### Records shown
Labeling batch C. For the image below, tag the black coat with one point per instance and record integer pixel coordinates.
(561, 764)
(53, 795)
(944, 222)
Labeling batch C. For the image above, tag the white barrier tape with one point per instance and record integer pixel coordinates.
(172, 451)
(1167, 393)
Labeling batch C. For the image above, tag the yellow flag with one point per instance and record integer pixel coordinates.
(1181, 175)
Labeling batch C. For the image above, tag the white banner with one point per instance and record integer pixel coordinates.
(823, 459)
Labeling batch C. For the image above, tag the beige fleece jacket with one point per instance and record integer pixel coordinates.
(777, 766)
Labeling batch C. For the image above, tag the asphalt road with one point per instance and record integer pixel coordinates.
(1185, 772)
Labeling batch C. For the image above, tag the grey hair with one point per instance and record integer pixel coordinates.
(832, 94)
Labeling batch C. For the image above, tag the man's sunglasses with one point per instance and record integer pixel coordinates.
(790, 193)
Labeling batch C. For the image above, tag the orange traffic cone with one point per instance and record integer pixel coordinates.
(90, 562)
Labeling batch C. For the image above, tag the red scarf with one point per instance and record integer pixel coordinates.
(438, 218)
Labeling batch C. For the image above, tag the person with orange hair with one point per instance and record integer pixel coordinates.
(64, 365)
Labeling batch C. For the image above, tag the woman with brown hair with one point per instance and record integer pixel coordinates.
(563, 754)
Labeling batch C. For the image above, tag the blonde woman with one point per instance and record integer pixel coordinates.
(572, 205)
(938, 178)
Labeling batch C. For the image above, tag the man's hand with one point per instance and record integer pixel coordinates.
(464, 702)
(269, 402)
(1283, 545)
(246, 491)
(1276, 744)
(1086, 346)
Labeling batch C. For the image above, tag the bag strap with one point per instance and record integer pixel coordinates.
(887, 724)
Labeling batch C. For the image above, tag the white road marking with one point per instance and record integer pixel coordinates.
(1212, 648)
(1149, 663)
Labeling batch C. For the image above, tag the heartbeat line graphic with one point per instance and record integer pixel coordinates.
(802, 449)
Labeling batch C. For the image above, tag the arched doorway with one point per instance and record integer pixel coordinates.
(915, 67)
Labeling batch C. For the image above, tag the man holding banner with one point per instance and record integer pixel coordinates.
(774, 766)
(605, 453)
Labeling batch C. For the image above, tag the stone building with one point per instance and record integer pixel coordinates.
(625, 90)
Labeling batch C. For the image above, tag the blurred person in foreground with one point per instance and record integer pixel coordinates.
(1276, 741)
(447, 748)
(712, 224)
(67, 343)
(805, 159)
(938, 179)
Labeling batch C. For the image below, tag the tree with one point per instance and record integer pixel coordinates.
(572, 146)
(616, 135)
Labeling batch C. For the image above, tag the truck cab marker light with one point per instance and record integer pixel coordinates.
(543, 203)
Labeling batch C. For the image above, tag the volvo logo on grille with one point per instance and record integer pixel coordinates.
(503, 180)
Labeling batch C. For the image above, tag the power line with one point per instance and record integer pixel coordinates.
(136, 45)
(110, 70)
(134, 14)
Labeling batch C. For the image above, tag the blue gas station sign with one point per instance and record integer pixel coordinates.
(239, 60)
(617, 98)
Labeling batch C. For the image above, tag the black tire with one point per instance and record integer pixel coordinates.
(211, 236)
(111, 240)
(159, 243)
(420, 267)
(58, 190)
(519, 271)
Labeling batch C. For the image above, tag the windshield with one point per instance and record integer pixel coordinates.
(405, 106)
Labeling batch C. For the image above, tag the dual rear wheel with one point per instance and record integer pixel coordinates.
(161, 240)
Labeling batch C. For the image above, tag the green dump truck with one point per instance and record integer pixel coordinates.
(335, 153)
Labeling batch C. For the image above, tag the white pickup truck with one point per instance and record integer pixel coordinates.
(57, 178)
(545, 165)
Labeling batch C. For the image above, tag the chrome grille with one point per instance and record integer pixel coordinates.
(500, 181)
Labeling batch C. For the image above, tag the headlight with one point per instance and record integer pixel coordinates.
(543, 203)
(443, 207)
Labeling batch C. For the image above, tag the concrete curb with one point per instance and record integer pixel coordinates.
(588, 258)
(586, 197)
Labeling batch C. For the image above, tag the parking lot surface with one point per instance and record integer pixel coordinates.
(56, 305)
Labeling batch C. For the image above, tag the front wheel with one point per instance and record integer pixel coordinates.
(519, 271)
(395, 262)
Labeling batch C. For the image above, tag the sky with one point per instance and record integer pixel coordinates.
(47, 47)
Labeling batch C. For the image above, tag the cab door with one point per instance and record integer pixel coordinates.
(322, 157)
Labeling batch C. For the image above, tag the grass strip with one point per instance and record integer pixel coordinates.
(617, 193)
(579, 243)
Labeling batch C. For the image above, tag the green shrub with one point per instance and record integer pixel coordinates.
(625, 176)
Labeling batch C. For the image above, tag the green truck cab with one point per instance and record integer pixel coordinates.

### Exercise task
Arrange every line of the items above as a Markdown table, omitting blank lines. Use the column "Row" for the row number and the column "Line" for the line itself.

### Task result
| Row | Line |
|---|---|
| 1 | Labeling batch C. For the image below, tag the black coat with one point per instance and record integer pixel coordinates. |
| 2 | (561, 764) |
| 3 | (53, 795) |
| 4 | (944, 222) |
| 5 | Labeling batch C. For the image above, tag the white barrier tape with one point per instance and record integer pixel coordinates. |
| 6 | (172, 451) |
| 7 | (1167, 393) |
| 8 | Labeling batch C. For the image above, tag the yellow flag with one point per instance and record integer pixel coordinates. |
| 9 | (1181, 175) |
| 10 | Labeling batch C. For the image above, tag the white banner with one point per instance and record integer pixel coordinates. |
| 11 | (823, 459) |
| 12 | Labeling batch C. For the image above, tag the beige fleece jacket with one point per instance and record integer pixel coordinates. |
| 13 | (777, 766) |
| 14 | Labeling batch C. For the image above, tag the asphalt road with one point per instance and record integer pixel coordinates. |
| 15 | (1185, 772) |
| 16 | Labeling batch C. For the image above, tag the grey hair with one point per instance and record integer pixel coordinates. |
| 17 | (832, 94) |
| 18 | Labeling batch C. For the image above, tag the man's sunglasses with one point per instance and record integer pixel coordinates. |
| 19 | (790, 193) |
| 20 | Labeling batch C. For the image above, tag the orange traffic cone with one point per instance and record integer pixel coordinates. |
| 21 | (90, 562) |
| 22 | Labeling batch C. For the image above, tag the red scarf with one point per instance and record integer pixel coordinates. |
| 23 | (438, 218) |
| 24 | Labeling batch C. For the image above, tag the person with orange hair with one point per instance and record integer pixel coordinates. |
| 25 | (64, 365) |
| 26 | Labeling batch C. For the image above, tag the woman with brown hair with one point per instance and record integer pixel coordinates. |
| 27 | (563, 754) |
| 28 | Labeling batch C. For the image above, tag the blonde woman with one point per instance and record integer pixel coordinates. |
| 29 | (572, 205) |
| 30 | (938, 178) |
| 31 | Labeling batch C. For the image above, tag the man's hand with one point per instance and record integer pixel coordinates. |
| 32 | (464, 702) |
| 33 | (269, 402) |
| 34 | (1283, 545) |
| 35 | (246, 491) |
| 36 | (1276, 744) |
| 37 | (1086, 346) |
| 38 | Labeling batch C. For the image above, tag the bag strap with one point per instance and record integer pixel coordinates. |
| 39 | (887, 724) |
| 40 | Labeling batch C. For the image above, tag the white road marking with one point per instance and record integer pixel coordinates. |
| 41 | (1212, 648) |
| 42 | (1149, 663) |
| 43 | Labeling batch C. For the image above, tag the heartbeat line graphic with one point per instance and record integer pixel coordinates. |
| 44 | (802, 449) |
| 45 | Labeling batch C. For the image above, tag the arched doorway with one point per instance and record integer pixel coordinates. |
| 46 | (915, 67) |
| 47 | Labeling batch C. For the image above, tag the man holding banner with one point per instance and record integer pixel coordinates. |
| 48 | (774, 766) |
| 49 | (605, 453) |
| 50 | Labeling batch C. For the image above, tag the stone building with one point per instance and record integer pixel coordinates. |
| 51 | (625, 90) |
| 52 | Labeling batch C. For the image above, tag the blurred person in foreground with one point per instance and record integer pixel coordinates. |
| 53 | (1276, 741) |
| 54 | (447, 748) |
| 55 | (712, 224) |
| 56 | (67, 343) |
| 57 | (805, 159) |
| 58 | (938, 179) |
| 59 | Labeling batch C. For the image below, tag the tree with one point per instance and record integer pixel coordinates. |
| 60 | (572, 146) |
| 61 | (616, 135) |
| 62 | Labeling batch C. For the image above, tag the truck cab marker light with one point per instance and record integer pixel coordinates. |
| 63 | (543, 203) |
| 64 | Labeling batch C. For the image above, tag the volvo logo on grille with one point per instance and record integer pixel coordinates. |
| 65 | (503, 180) |
| 66 | Labeling batch C. For the image above, tag the power line with one point per instance and record integer pixel coordinates. |
| 67 | (136, 45) |
| 68 | (110, 70) |
| 69 | (134, 14) |
| 70 | Labeling batch C. For the image above, tag the blue gas station sign with one point per instance and record integer pixel coordinates. |
| 71 | (239, 60) |
| 72 | (617, 98) |
| 73 | Labeling batch C. For the image above, tag the black tire with one point per instance and record integer pixel coordinates. |
| 74 | (211, 236) |
| 75 | (111, 240) |
| 76 | (159, 243) |
| 77 | (420, 267) |
| 78 | (58, 190) |
| 79 | (519, 271) |
| 80 | Labeling batch C. For the image above, tag the windshield with one point per instance and record integer pixel coordinates. |
| 81 | (405, 106) |
| 82 | Labeling batch C. For the image above, tag the dual rear wheel with one point per instance and record integer pixel coordinates. |
| 83 | (161, 240) |
| 84 | Labeling batch C. For the image above, tag the green dump truck with one point per instance and record integer pixel coordinates. |
| 85 | (335, 153) |
| 86 | Labeling batch C. For the image above, tag the white pickup truck with one point per instance and record integer pixel coordinates. |
| 87 | (57, 178) |
| 88 | (545, 165) |
| 89 | Labeling batch C. For the image above, tag the chrome grille with one point per instance and record integer pixel coordinates. |
| 90 | (500, 181) |
| 91 | Labeling batch C. For the image above, tag the headlight with one point per instance and record integer pixel coordinates. |
| 92 | (543, 203) |
| 93 | (443, 207) |
| 94 | Labeling batch C. For the image above, tag the concrete curb with one point per instance and record integer pixel coordinates. |
| 95 | (588, 258) |
| 96 | (586, 197) |
| 97 | Labeling batch C. For the image above, tag the parking lot surface with one point per instance and record integer pixel coordinates. |
| 98 | (56, 305) |
| 99 | Labeling batch C. For the image above, tag the front wheel with one point per instance and record integer pixel coordinates. |
| 100 | (519, 271) |
| 101 | (395, 262) |
| 102 | Labeling batch C. For the image above, tag the sky with one point per instance and record integer pixel coordinates. |
| 103 | (47, 47) |
| 104 | Labeling batch C. For the image above, tag the cab door with one point per instance and record integer pixel coordinates. |
| 105 | (322, 157) |
| 106 | Labeling batch C. For the image above, tag the grass strip with one point per instance and record integer pixel coordinates. |
| 107 | (617, 193) |
| 108 | (579, 243) |
| 109 | Labeling batch C. For the image above, tag the green shrub with one point per instance and record integer pixel coordinates. |
| 110 | (625, 176) |
| 111 | Labeling batch C. For the image above, tag the green truck cab with one point per instance and record integer pixel coordinates. |